[Position identification records]
————————
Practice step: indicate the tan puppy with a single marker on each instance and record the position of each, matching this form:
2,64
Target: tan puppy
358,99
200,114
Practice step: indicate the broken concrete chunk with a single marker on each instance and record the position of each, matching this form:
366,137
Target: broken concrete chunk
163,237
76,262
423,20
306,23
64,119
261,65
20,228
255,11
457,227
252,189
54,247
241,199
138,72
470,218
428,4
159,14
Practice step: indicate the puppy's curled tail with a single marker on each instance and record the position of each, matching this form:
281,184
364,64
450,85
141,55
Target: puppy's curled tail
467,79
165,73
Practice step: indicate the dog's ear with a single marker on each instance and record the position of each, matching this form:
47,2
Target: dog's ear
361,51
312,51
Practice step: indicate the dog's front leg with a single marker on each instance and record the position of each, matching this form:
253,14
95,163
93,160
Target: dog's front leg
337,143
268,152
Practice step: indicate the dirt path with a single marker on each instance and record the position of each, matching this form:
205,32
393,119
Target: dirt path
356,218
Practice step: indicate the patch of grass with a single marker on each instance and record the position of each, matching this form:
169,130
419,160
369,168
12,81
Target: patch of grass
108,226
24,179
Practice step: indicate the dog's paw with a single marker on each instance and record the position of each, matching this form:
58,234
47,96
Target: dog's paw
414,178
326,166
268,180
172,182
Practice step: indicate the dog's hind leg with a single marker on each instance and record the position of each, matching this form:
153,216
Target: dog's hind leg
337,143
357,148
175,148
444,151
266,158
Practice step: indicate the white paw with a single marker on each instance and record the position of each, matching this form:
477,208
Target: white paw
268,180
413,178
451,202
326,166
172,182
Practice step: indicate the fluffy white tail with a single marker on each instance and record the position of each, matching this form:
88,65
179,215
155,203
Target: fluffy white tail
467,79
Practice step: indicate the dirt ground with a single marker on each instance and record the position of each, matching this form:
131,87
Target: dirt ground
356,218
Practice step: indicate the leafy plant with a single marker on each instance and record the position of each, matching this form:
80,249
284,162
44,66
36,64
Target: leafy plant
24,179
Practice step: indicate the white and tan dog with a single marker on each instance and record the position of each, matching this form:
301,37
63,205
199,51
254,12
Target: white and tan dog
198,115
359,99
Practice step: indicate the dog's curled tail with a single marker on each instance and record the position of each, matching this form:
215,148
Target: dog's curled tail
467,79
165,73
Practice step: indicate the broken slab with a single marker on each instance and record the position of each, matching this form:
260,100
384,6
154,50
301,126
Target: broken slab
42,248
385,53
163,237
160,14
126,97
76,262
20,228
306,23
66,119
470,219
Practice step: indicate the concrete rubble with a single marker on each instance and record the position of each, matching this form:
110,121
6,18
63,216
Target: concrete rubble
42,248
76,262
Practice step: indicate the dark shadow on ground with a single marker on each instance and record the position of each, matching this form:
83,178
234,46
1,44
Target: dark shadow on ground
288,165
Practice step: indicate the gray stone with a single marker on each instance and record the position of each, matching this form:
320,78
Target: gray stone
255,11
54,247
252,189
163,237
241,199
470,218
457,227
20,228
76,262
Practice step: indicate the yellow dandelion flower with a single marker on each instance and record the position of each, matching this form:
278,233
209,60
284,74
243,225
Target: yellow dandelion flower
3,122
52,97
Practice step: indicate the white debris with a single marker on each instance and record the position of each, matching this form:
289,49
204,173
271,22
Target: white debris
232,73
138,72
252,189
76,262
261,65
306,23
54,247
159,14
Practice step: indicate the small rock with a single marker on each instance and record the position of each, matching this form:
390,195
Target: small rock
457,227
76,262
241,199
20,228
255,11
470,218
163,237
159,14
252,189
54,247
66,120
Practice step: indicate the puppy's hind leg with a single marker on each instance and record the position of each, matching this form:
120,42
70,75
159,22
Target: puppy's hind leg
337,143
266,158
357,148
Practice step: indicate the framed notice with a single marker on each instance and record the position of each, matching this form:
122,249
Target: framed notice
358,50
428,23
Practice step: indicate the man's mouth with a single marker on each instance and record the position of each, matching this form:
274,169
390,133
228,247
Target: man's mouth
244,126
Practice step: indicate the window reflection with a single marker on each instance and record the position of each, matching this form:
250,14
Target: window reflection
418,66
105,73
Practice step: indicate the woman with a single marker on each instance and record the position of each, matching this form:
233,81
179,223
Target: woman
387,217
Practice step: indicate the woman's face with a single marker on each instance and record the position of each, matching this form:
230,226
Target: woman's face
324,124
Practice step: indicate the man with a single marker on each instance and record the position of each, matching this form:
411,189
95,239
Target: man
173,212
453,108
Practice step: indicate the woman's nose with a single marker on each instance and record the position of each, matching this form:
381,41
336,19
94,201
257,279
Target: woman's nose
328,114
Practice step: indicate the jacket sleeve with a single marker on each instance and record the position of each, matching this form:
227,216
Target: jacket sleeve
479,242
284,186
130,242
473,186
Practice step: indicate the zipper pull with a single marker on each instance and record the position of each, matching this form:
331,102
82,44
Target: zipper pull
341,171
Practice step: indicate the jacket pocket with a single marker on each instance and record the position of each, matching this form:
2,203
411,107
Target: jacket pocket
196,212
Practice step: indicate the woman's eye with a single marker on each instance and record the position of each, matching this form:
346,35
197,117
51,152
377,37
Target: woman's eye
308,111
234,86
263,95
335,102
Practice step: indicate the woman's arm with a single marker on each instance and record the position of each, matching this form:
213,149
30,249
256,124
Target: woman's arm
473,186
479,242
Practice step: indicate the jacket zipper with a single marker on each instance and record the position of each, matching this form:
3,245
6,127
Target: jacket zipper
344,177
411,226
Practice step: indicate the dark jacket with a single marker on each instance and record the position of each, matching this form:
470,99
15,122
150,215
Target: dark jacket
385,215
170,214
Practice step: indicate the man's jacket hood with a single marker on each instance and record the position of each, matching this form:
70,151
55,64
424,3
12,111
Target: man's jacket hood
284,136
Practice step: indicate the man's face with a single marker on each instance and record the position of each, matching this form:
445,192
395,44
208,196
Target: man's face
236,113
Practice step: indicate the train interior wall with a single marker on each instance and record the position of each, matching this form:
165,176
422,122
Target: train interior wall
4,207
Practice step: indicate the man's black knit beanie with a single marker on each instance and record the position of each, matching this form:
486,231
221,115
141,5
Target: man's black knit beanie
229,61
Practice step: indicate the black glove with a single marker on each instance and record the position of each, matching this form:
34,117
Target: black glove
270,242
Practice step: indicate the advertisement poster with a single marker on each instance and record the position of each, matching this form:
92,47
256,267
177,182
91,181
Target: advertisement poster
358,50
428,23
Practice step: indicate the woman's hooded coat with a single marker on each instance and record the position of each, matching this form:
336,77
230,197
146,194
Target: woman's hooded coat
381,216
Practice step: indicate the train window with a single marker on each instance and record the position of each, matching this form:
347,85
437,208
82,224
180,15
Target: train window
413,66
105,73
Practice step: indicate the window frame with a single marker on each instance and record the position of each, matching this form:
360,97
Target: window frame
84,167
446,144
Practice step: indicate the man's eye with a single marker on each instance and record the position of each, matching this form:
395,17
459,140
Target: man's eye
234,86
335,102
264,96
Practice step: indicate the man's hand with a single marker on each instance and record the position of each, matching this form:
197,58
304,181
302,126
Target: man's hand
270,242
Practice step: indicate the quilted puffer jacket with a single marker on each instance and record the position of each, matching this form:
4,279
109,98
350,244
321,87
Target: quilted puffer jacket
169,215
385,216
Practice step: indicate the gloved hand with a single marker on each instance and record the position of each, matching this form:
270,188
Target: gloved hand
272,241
————————
What is asked: Give back the whole listing exactly as it reads.

Full solution:
Practice step: indicate the tan puppy with a single marker on each instance and record the position of each, matching this form:
2,64
Target: tan puppy
358,99
200,114
Practice step: indicate the broken concrete chunk with a single marker on each instance and record the position of each, matching this form:
366,137
Target: broken concrete chunk
163,237
76,262
423,20
306,23
64,119
261,65
20,228
255,11
457,227
252,189
54,247
241,199
138,72
470,218
428,4
159,14
Practice step: indicate the puppy's curled tail with a single marker on each instance and record the position of each, matching this form:
281,184
364,64
450,85
141,55
Target: puppy's curled tail
467,79
165,73
Practice step: indicate the dog's ear with a single marker on each instance and record the position of each, matching this form:
47,2
Target: dog's ear
361,51
312,51
Practice step: indicate the dog's front leg with a single marker on each instance and record the position of each, matching this form:
253,14
95,163
93,160
Target: dog's front leg
337,143
268,152
Practice step: indicate the dirt path with a single marker on each instance and record the position of each, matching this form:
205,32
393,119
Target: dirt path
356,218
Practice step: indicate the patch of grass with a single marker on each instance and record the position of each, matching this form:
169,130
419,160
369,168
12,81
Target: patch of grass
108,226
24,179
Practice step: indicate the dog's paw with a single marker on each instance and record the position of each, matching this form:
58,234
47,96
Target: dog's paw
414,178
326,166
268,180
172,182
Practice step: indicate the dog's hind leg with a single marker on each instance and record the position of each, matching this form:
153,216
Target: dog's hind leg
337,143
357,148
175,148
444,151
266,158
Practice step: indicate the white paw with a single marker on each instance and record the position of each, matching this form:
477,208
Target: white paw
268,180
413,178
451,202
326,166
172,182
Practice step: indicate the fluffy white tail with a single marker on each instance and record the position of each, matching this form:
88,65
179,215
155,203
Target: fluffy white tail
467,79
Practice step: indicate the dirt ground with a single marker on each instance and record the position of each, matching this form:
131,87
Target: dirt ground
356,218
Practice step: indicate the leafy plant with a single marker on each instance and record the position of each, matching this form:
80,249
284,162
44,66
36,64
Target: leafy plant
24,179
Practice step: indicate the white and tan dog with a single marker on each instance and record the position of each, matching this form:
301,37
63,205
199,51
254,12
Target: white and tan dog
198,115
359,99
Practice step: indicate the dog's curled tail with a single marker on each instance and record the position of each, matching this form:
215,148
Target: dog's curled tail
467,79
165,73
Practice step: indicate the broken slab with a single marker on each instance and record the position of each, matching this form:
260,100
384,6
154,50
301,126
Target: broken slab
42,248
385,53
163,237
160,14
126,97
76,262
20,228
306,23
66,119
470,219
Practice step: indicate the concrete rubble with a single marker on each instance and record the position of each, matching this form:
110,121
6,18
63,216
Target: concrete rubble
42,248
76,262
Practice step: indicate the dark shadow on ground with a single marker on each instance and record the position of each, matching this form:
83,178
234,46
1,44
Target: dark shadow on ground
288,165
Practice step: indicate the gray stone with a single marker on each instance and record the position of each, matching this form:
320,78
Target: gray stone
255,11
54,247
252,189
163,237
241,199
470,218
457,227
20,228
76,262
Practice step: indicate the yellow dandelion flower with a single marker on each instance and record the position of each, matching this form:
278,233
209,60
284,74
243,225
Target: yellow dandelion flower
3,122
52,97
Practice step: indicate the white debris with a single marker on each instance and record the position of each, matching this form:
289,49
204,173
271,22
Target: white debris
232,73
138,72
252,189
76,262
261,65
306,23
54,247
159,14
Practice step: indicate the small rock with a single marker on each instance and record the position of each, matching this form:
390,195
Target: small rock
457,227
76,262
241,199
20,228
255,11
470,218
163,237
159,14
252,189
54,247
66,120
Practice step: indicate the puppy's hind leg with a single marker on each instance and record the position of each, matching this form:
120,42
70,75
159,22
Target: puppy's hind leg
337,143
266,158
357,148
Practice step: indicate the framed notice with a single marker on each instance and record the position of each, matching this form:
122,249
Target: framed notice
358,50
428,23
Practice step: indicate the man's mouth with a single marker on each instance and record the position of each, matching this form:
274,169
390,133
228,247
Target: man's mouth
244,126
Practice step: indicate the window reflection with a single marker on each instance and record the position of each, matching this form:
250,14
Target: window reflection
418,66
105,73
Practice step: indicate the woman with a single marker on each instance and record the position of each, matching this form:
233,81
179,223
Target: woman
387,217
Practice step: indicate the woman's face with a single marker on each instance and record the position of each, matching this form:
230,226
Target: woman's face
324,124
Practice step: indicate the man with a single marker on each instance and record the position of each, matching this form:
411,189
95,239
Target: man
173,212
453,108
Practice step: indicate the woman's nose with a single marker on each instance and record the position of each, matching this form:
381,41
336,19
94,201
257,279
Target: woman's nose
328,114
Practice step: indicate the jacket sleeve with a single marker on each instance and record the position of each, matching this form:
227,216
Target: jacket sleeve
479,242
284,186
130,242
473,186
Practice step: indicate the zipper pull with a single marker on each instance and record the position of each, matching this form:
331,102
82,44
Target: zipper pull
341,171
Practice step: indicate the jacket pocket with a single marker on each instance and record the position of each, matching this form:
2,203
411,107
Target: jacket pocket
196,212
Practice step: indicate the woman's eye with a single marker on each instance and record the position of each, matching this form:
346,35
197,117
51,152
377,37
Target: woman's eye
308,111
234,86
263,95
335,102
Practice step: indicate the woman's arm with a single marker on each instance and record the position of each, matching this form:
213,149
30,249
256,124
Target: woman's arm
473,186
479,242
Practice step: indicate the jacket zipper with a single marker on each instance and record the position of each, matching this form:
3,245
6,127
Target: jacket zipper
344,177
411,226
Practice step: indicate the dark jacket with a single marker on each instance and record the position of each, matching this form:
470,99
15,122
150,215
Target: dark jacket
385,215
170,214
Practice step: indicate the man's jacket hood with a single marker on each instance and record the position of each, matching this form:
70,151
55,64
424,3
12,111
Target: man's jacket hood
284,136
Practice step: indicate the man's face with a single marker on each instance and record the position of each, matching this form:
445,192
395,44
208,196
Target: man's face
236,113
Practice step: indicate the train interior wall with a single marker on each instance and record the position of each, matching this form:
165,176
422,122
Target: train interior wall
4,207
Practice step: indicate the man's black knit beanie with a single marker on each instance and record the position of each, matching this form:
486,231
221,115
141,5
Target: man's black knit beanie
229,61
Practice step: indicate the black glove with a single marker on each instance and record the position of each, matching this form:
34,117
Target: black glove
270,242
Practice step: indicate the advertisement poster with a single marker on each instance and record the position of each, matching this form:
92,47
256,267
177,182
91,181
Target: advertisement poster
358,50
428,23
Practice step: indicate the woman's hooded coat with a single marker on each instance and record the position of each, matching this form:
336,77
230,197
146,194
Target: woman's hooded coat
381,216
Practice step: indicate the train window with a single marker on each instance and record the position of each, matching this form:
347,85
437,208
82,224
180,15
Target: train window
413,66
105,73
Practice step: indicate the window frame with a single marker on each instance and record the position of each, matching this form:
360,97
Target: window frame
84,167
446,144
Practice step: indicate the man's eye with a single marker on each instance and record the position of each, matching this form:
395,17
459,140
Target: man's eye
234,86
335,102
264,96
Practice step: indicate the man's hand with a single marker on each instance and record the position of each, matching this form:
197,58
304,181
302,126
Target: man's hand
270,242
Practice step: indicate the quilted puffer jacket with a single marker on each instance and record the position of each, matching this form:
4,279
109,98
350,244
321,87
Target: quilted puffer jacket
169,215
385,216
Practice step: indicate the gloved hand with a single marker on each instance and record the position of each, matching this form:
270,188
Target: gloved hand
272,241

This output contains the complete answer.